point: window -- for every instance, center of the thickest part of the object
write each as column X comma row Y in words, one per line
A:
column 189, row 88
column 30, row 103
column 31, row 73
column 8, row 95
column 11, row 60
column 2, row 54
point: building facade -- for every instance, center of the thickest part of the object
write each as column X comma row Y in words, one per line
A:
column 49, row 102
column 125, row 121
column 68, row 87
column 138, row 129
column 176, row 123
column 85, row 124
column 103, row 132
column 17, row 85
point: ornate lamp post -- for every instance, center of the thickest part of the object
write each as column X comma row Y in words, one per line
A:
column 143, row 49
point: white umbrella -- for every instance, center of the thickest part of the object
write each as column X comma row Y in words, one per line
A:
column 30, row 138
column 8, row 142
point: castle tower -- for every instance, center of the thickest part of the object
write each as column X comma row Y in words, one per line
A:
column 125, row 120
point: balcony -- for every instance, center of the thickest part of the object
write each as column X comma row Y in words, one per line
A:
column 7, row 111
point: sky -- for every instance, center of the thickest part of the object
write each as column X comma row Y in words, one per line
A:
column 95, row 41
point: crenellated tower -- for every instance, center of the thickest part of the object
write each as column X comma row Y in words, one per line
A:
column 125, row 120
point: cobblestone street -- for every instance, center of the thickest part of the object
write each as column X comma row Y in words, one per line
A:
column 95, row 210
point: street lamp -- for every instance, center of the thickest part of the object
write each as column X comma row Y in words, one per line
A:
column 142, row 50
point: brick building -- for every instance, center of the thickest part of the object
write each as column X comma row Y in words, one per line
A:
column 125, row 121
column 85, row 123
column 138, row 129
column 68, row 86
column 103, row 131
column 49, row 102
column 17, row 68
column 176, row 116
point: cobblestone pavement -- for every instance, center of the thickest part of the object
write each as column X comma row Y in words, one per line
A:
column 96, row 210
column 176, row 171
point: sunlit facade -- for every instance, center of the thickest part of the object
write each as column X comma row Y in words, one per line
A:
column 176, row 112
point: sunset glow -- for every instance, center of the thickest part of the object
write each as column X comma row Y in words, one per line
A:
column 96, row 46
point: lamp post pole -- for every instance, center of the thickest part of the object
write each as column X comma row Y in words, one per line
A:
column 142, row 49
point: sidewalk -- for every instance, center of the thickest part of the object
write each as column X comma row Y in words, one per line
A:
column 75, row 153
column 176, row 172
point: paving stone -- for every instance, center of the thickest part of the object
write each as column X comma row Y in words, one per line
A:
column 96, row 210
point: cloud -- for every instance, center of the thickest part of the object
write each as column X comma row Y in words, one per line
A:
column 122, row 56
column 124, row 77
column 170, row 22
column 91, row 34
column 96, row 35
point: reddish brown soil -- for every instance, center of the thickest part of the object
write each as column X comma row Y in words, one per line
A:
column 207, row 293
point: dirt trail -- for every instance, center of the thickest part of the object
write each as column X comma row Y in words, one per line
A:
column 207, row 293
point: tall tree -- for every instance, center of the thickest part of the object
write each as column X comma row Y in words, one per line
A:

***

• TASK STATEMENT
Read through the listing and copy each line in which the word "tower" occurs.

• SOLUTION
point: castle tower -- for every instance, center of the thickest part of the object
point: crenellated tower -- for every instance, center of the thickest part of the object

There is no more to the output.